Provided passage -
[Start of section]

A Filipino was recognized in the international scene for his initiative to help persons with disability and those afflicted with medical conditions to find opportunities that can empower and elevate them as individuals.
Ryan Gersava received the 2019 Inspired Leadership Award given by The Performance Theatre. The award “recognizes emerging leaders driving positive change on a global scale.”
The organization annually commends up-and-coming, purpose-driven leaders who have developed new entrepreneurial approaches in creating positive change among their respective communities with potential for global impact.
Previous recipients of the award include business and philanthropic leaders such as Virgin Group founder Sir Richard Branson and Bill & Melinda Gates Foundation founder Melinda Gates.
Former Unilever CEO Paul Polman, Verizon Communications CEO Hans Vestberg and former Mexican President Felipe Calderón also received the award.
Gersava, who is a Davao-based social entrepreneur, bagged the award along with three other entrepreneurs from the United States, Kenya and India last June 2019.
The young Filipino entrepreneur founded Virtualahan, a social enterprise that enables persons with disability and individuals with serious medical conditions to work as home-based professionals.
It provides them with intensive digital skills, lifetime mentorship and different job opportunities so they could be empowered as individuals in both local and international communities.
It was this precise goal that prompted the international organization to award Gersava and recognize him for his efforts in breaking employment and economic barriers when it comes to persons with disability.

[End of section]

Exercise requirements -
**A.** Using the article on Ryan Gersava's award, explain in one to three sentences why The Performance Theatre gave him the award.
**B.** Resume the article on Ryan Gersava's award from the point where it stops.
These records have no connection to the article on Ryan Gersava's award.

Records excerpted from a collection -
[Start of section]

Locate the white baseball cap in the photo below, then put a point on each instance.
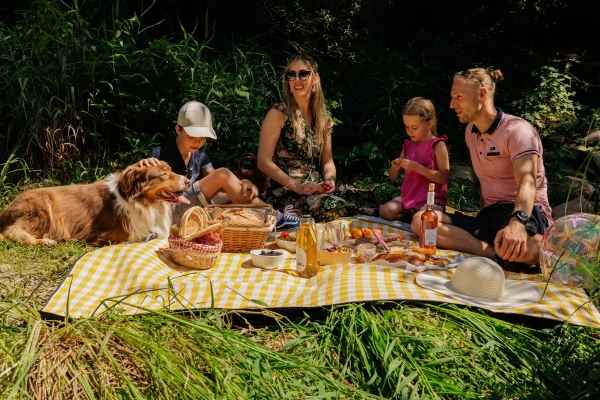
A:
(196, 119)
(480, 281)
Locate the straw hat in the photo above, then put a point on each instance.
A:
(480, 281)
(195, 118)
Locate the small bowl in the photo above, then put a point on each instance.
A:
(287, 245)
(267, 262)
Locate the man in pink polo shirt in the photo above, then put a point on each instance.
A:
(506, 152)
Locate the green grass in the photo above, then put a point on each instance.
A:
(380, 350)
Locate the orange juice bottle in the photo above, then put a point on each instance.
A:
(428, 234)
(307, 250)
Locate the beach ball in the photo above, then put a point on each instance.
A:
(569, 251)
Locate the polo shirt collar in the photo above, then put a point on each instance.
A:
(494, 125)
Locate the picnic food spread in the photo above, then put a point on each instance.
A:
(204, 233)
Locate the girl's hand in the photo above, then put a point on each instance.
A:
(409, 165)
(308, 188)
(149, 162)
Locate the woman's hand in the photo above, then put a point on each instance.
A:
(308, 188)
(149, 162)
(249, 189)
(328, 186)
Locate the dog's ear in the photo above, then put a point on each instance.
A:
(129, 180)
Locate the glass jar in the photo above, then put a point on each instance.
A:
(365, 252)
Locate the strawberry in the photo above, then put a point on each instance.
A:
(213, 238)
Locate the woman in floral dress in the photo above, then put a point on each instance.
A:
(295, 151)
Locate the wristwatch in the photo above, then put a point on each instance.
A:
(521, 216)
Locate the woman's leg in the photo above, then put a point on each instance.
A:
(223, 180)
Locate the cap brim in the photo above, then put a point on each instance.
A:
(200, 131)
(516, 293)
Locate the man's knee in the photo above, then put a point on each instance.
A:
(386, 212)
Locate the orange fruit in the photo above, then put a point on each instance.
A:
(356, 233)
(368, 233)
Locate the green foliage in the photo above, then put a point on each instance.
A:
(82, 97)
(550, 107)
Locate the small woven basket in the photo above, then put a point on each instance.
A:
(185, 250)
(242, 239)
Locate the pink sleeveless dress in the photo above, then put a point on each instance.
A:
(415, 186)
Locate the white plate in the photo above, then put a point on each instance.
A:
(267, 262)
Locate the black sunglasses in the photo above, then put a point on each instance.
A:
(303, 75)
(467, 74)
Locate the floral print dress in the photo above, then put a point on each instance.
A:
(299, 155)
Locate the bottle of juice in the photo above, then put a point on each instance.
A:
(307, 251)
(428, 234)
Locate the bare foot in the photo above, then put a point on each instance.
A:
(47, 242)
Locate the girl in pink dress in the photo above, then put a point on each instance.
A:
(424, 159)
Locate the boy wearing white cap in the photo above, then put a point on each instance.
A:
(186, 156)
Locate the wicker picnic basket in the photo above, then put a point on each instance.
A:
(197, 254)
(240, 237)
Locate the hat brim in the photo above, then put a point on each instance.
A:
(516, 293)
(200, 131)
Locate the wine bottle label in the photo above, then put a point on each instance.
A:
(430, 198)
(300, 260)
(430, 237)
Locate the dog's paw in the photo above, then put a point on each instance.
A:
(47, 242)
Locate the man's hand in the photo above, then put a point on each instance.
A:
(149, 162)
(249, 189)
(511, 242)
(308, 188)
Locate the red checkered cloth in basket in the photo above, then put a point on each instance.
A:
(199, 245)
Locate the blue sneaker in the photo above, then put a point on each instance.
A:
(286, 220)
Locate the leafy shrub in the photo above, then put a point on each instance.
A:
(550, 107)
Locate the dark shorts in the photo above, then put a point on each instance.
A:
(495, 217)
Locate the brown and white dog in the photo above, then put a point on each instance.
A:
(130, 206)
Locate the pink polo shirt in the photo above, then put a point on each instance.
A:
(492, 155)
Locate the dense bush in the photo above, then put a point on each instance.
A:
(76, 97)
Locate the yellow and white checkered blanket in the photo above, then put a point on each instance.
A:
(138, 277)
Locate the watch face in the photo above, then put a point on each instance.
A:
(521, 216)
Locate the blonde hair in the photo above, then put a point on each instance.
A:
(487, 77)
(421, 107)
(321, 119)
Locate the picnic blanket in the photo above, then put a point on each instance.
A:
(136, 278)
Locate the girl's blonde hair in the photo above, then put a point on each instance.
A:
(488, 78)
(321, 119)
(420, 106)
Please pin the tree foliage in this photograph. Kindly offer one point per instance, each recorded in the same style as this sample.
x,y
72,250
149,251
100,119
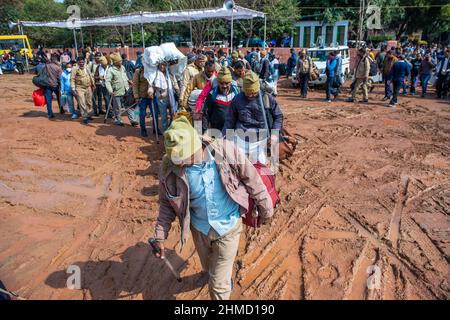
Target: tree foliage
x,y
429,16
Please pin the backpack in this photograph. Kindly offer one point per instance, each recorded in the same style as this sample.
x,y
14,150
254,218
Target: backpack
x,y
373,68
268,178
41,80
288,143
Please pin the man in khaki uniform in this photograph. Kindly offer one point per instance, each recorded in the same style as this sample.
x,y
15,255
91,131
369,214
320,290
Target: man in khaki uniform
x,y
117,84
82,84
198,82
362,71
191,71
206,183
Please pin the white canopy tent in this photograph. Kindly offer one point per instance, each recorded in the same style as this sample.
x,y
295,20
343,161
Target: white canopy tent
x,y
237,13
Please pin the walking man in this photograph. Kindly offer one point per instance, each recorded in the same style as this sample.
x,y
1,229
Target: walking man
x,y
330,71
209,197
303,72
400,70
362,71
141,94
82,84
117,83
443,72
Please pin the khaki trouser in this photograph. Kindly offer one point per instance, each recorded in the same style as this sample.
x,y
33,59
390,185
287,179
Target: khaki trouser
x,y
84,98
217,256
363,83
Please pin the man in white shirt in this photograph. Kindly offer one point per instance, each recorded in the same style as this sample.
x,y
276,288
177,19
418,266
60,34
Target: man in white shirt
x,y
443,76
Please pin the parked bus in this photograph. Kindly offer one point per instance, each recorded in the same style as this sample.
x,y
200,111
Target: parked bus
x,y
8,42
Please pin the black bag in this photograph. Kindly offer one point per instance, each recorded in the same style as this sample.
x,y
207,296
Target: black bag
x,y
41,80
128,99
373,69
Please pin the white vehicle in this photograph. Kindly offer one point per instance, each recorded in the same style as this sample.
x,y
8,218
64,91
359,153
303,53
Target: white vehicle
x,y
216,44
319,57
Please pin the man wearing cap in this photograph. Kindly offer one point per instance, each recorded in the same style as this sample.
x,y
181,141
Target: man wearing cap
x,y
117,84
264,74
219,100
212,57
362,71
82,84
198,82
303,71
100,87
206,183
194,67
246,113
96,96
160,90
330,71
140,92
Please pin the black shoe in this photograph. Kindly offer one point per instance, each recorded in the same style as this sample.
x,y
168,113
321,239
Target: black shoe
x,y
159,132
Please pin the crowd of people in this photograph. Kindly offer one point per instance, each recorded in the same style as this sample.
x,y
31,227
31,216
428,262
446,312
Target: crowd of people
x,y
207,181
400,68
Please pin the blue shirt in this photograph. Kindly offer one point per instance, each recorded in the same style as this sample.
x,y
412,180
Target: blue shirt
x,y
400,70
65,82
210,204
331,67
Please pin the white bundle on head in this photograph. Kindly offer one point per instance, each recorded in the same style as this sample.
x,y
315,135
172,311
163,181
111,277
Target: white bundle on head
x,y
171,53
193,97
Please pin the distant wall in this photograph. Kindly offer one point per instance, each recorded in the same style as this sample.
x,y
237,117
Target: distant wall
x,y
283,53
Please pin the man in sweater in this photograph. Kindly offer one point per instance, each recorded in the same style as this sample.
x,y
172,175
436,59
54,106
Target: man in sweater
x,y
400,70
198,82
117,84
218,101
303,72
82,84
362,71
247,118
330,71
53,71
140,92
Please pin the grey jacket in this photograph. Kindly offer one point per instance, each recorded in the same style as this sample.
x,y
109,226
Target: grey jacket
x,y
238,176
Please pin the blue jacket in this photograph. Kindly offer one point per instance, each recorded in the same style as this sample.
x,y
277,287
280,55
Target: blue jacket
x,y
247,114
65,82
331,68
400,70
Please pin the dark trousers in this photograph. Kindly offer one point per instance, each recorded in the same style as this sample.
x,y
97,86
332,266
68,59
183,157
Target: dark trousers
x,y
143,104
441,86
413,83
48,99
100,94
397,85
329,87
303,79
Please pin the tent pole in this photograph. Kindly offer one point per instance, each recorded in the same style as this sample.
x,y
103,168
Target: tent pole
x,y
232,18
76,46
132,43
190,30
143,39
82,40
265,29
24,47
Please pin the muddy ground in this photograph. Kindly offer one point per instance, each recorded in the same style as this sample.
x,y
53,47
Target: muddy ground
x,y
367,189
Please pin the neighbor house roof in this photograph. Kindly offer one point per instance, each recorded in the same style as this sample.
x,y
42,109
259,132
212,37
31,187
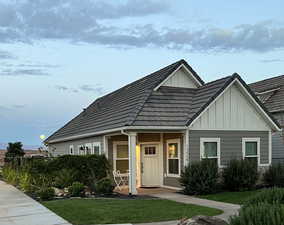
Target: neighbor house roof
x,y
139,104
271,93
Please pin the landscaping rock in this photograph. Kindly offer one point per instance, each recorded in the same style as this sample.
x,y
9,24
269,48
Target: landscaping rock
x,y
202,220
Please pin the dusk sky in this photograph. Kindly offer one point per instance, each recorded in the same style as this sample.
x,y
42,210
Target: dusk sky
x,y
58,56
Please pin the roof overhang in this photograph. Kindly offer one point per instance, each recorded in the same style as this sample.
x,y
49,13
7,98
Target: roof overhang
x,y
74,137
252,98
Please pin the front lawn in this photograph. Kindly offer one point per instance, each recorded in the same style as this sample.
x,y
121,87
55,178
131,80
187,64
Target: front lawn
x,y
231,197
102,211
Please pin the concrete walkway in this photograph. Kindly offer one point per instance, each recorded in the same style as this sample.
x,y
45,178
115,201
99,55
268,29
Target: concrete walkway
x,y
16,208
227,208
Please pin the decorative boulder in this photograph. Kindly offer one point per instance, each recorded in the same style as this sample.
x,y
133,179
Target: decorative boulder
x,y
202,220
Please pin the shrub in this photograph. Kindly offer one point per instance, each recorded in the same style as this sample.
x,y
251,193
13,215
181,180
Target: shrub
x,y
76,189
64,178
274,176
46,193
271,196
260,214
240,175
10,175
104,186
200,178
25,182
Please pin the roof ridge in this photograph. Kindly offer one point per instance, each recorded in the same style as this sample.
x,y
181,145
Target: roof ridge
x,y
267,79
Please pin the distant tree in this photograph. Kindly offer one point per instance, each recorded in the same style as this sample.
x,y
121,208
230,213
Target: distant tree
x,y
14,150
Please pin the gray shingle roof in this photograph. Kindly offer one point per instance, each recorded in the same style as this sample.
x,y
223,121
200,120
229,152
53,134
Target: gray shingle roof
x,y
273,100
137,104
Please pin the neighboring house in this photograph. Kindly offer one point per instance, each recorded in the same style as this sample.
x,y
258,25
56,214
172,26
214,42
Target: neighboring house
x,y
271,93
160,123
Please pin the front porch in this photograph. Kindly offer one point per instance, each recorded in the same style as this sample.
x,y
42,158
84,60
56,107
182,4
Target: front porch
x,y
149,160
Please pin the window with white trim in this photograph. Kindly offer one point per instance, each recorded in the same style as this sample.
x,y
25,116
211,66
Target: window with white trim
x,y
88,149
96,148
251,149
81,149
210,149
173,157
71,150
121,157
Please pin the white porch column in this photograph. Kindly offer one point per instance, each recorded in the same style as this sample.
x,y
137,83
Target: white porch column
x,y
132,163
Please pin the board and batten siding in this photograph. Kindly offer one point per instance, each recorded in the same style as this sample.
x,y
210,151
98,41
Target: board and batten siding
x,y
182,79
62,148
231,111
230,144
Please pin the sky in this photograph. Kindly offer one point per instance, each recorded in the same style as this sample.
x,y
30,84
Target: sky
x,y
58,56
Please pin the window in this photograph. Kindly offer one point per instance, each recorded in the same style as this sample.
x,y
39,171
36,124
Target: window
x,y
96,148
173,157
71,150
251,149
88,149
81,149
210,149
121,157
150,150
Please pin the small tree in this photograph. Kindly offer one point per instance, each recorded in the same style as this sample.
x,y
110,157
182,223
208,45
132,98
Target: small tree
x,y
14,150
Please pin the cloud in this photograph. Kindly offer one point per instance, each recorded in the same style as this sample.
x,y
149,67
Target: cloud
x,y
65,88
23,72
88,22
90,88
6,55
85,88
271,60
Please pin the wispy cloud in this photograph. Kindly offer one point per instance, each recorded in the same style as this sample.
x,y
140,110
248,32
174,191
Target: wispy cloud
x,y
82,88
6,55
23,72
90,88
271,60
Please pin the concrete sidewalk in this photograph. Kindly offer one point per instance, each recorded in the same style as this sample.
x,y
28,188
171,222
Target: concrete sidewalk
x,y
16,208
227,208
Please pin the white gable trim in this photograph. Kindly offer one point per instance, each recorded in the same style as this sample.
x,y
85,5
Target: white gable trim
x,y
264,114
182,66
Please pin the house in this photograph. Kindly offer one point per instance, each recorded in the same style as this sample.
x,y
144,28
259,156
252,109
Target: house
x,y
271,93
160,123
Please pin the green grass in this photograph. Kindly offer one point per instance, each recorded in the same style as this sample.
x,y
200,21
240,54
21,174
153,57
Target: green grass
x,y
102,211
231,197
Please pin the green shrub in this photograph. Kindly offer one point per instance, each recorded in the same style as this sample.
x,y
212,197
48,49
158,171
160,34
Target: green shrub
x,y
240,175
64,178
200,178
10,175
76,189
274,176
25,182
271,196
46,193
260,214
104,186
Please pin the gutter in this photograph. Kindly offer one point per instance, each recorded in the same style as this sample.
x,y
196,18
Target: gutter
x,y
116,130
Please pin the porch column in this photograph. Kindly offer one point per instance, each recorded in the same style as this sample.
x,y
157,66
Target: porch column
x,y
132,163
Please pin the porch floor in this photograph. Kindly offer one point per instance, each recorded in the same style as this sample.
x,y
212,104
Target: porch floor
x,y
146,190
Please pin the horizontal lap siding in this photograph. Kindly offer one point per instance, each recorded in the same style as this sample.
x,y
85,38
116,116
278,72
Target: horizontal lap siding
x,y
62,148
230,144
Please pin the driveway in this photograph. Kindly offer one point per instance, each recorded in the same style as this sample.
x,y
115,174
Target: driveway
x,y
16,208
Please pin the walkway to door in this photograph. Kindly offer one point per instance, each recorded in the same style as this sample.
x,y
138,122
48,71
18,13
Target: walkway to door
x,y
16,208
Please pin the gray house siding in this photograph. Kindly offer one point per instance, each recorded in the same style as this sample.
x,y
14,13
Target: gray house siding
x,y
62,148
230,144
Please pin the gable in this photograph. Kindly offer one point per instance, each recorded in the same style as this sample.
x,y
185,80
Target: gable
x,y
181,79
231,111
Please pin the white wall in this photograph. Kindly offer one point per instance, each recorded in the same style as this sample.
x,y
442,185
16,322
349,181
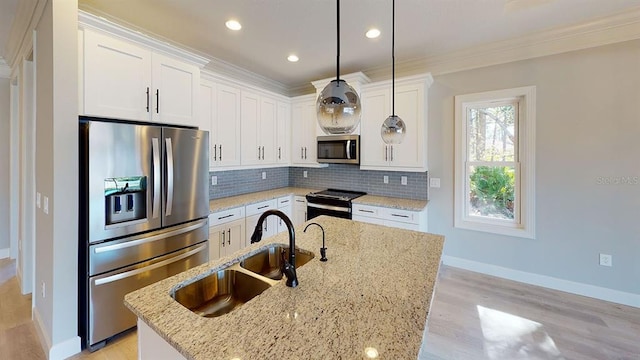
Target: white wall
x,y
5,122
56,60
588,129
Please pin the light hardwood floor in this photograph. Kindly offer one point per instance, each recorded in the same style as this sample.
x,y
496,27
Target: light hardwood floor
x,y
473,317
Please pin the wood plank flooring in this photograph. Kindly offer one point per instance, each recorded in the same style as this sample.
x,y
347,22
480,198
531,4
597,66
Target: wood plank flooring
x,y
473,316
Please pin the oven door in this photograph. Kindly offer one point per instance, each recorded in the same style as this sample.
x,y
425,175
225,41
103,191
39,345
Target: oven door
x,y
314,210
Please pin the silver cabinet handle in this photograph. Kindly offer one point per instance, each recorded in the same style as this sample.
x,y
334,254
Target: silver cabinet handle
x,y
162,263
169,176
155,149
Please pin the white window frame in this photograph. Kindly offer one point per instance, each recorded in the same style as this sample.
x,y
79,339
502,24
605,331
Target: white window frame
x,y
523,224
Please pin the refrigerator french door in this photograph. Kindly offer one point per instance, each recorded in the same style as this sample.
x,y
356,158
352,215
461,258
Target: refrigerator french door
x,y
144,206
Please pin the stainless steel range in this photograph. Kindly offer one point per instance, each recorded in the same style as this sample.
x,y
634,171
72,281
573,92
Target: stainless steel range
x,y
331,202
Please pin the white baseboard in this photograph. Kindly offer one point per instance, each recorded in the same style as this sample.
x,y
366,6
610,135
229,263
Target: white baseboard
x,y
58,351
572,287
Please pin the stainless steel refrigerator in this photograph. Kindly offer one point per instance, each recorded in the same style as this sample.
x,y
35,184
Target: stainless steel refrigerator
x,y
144,206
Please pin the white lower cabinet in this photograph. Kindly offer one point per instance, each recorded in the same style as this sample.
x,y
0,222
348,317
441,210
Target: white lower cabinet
x,y
299,215
398,218
226,232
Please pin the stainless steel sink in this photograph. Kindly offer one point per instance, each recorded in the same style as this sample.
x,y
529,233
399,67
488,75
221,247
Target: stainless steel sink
x,y
224,290
269,262
220,292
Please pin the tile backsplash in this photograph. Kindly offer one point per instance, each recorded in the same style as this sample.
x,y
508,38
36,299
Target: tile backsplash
x,y
339,176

[End of section]

Results for each task -
**A.** Gersava was recognized for Virtualahan's goal of empowering persons with disability and people with serious medical conditions through digital skills, mentorship and home-based job opportunities. The organization honored his efforts in breaking employment and economic barriers for persons with disability.

**B.**
“It is an enormous source of inspiration to see the dedication of the awardees to their work and the concrete impacts they are achieving,” The Performance Theater founder Osvald Bjelland said.
Transforming the labor system for PWDs
Gersava created Virtualahan in 2015 after he personally experienced being denied employment opportunities for being diagnosed with Hepatitis B.
The experience inspired the medical technology graduate to make a tech social enterprise where people like him can still contribute their skills and earn money despite their conditions.
Persons with disabilities, individuals diagnosed with serious medical conditions and people from marginalized sectors such as out-of-school youth are given the chance to engage in the workforce.
They would undergo a six-week online training course where they are taught various skills in digital marketing, search engine optimization, administrative support and much more.
Graduates would then be given employment opportunities to any of Virtualahan’s clients, employment partners and companies in need of outsourcing support from around the world.
“Our mission is to build the future of work where no one is left behind by transforming the labor system for PWDs to thrive using the equalizing power of technology and a new approach to educating PWDs,” Gersava shared.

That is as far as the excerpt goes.